In this exercise, every entry is to be transcribed exactly as written.

● ● ● ●

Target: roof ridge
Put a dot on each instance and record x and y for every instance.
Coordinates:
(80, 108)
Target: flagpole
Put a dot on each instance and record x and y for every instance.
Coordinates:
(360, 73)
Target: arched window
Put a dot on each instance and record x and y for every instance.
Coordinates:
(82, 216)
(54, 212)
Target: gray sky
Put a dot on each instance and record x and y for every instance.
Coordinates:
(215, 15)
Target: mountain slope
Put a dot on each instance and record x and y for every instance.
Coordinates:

● ● ● ●

Task response =>
Target: roof ridge
Put a dot on each instance and record x and y for every instance.
Coordinates:
(80, 108)
Target: flagpole
Put a dot on each instance and record x and y for every instance.
Coordinates:
(360, 73)
Target: arched window
Put a dot on each instance and record x and y for every instance.
Coordinates:
(82, 216)
(54, 212)
Target: gray sky
Put a dot on each instance and record x and y for every instance.
Coordinates:
(215, 15)
Target: mountain slope
Put a dot on each instance and record x and y for every instance.
Coordinates:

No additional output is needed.